§ **Your task**
Write the next part of the article below on how Nicaragua's political crisis is hurting its businesses, beginning after its last sentence.

Nicaragua’s crisis deals a crushing blow to businesses large and small
MANAGUA: With hotels, restaurants, bars, stores, workshops and even tortilla sellers driven out of business or struggling to survive, and with thousands of people left jobless, the turbulent political crisis sundering Nicaragua has taken a broader toll, plunging its economy into a tailspin.
The wave of violence unleashed during harshly repressed antigovernment protests has left some 220 people dead.
What had been a vibrant tourism industry has been devastated, with ripple effects on the broader economy in a country that was already one of the poorest in the Americas.
Business closings have left 200,000 people jobless, and unless the crisis ends soon, some 1.3 million of Nicaragua’s 6.2 million people “risk falling into poverty,” according to a study by the Nicaraguan Foundation for Economic and Social Development (Funides).
The Nicaraguan central bank (BCN) has sharply lowered its projection for economic growth this year, from 4.9 per cent to one per cent, while the productive sector – including manufacturing and farming – has accumulated losses of US$430 million, with more than 85,000 jobs lost.
But for Funides, the situation in the private sector is even “more dramatic”.
If the crisis continues into August, the foundation predicts the economy will contract by a jolting 5.6 per cent, with losses of US$1.4 billion in GDP.
The demonstrations, which began April 18, were sparked by an unpopular social security reform.
But after government forces responded with a repressive crackdown, protesters stepped up their demands, calling for the ouster of President Daniel Ortega and his wife, Vice President Rosario Murillo.
“Ortega has no choice but to move up the elections” that are now set for 2021, as the Catholic bishops serving as mediators have suggested, former central bank president Mario Arana of Funides told AFP.

§ **Stored data**
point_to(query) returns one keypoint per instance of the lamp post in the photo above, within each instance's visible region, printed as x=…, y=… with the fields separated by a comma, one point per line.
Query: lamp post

§ **Written response**
Tourism had been growing for the last decade, with more than a million visitors a year, luring foreign and domestic investment in hotels and airstrips, mainly along the Pacific coast.
But now touristic areas like Granada, on the shores of Lake Nicaragua in the south, as well as the Pacific resorts and beaches, so recently teeming with visitors, are nearly empty.
Some tourist areas seem on the verge of collapse.
The Hotel Mukul, part of the Auberge Resorts Collection on the southern Pacific coast, once attracted the likes of movie stars Michael Douglas, Catherine ZetaJones and Morgan Freeman.
It has now ‘indefinitely’ closed its doors.
“The crisis...has negatively and dramatically affected the hospitality industry throughout the country, and Mukul is no exception,” said a statement on the website of the hotel owned by multimillionaire Carlos Pellas.
“It has become necessary to suspend operations due to the country’s loss in tourism and due to the lack of visits to the resort.”No less dramatic was the closing of the famous Casa de los Mejia, owned by singer-songwriters Carlos and Luis Enrique Mejia Godoy, after 20 years in operation.
A hostel owner in Managua who gave his name only as Marcos said that the credit card company had sent someone to check his payment terminal because it had been inactive for so long.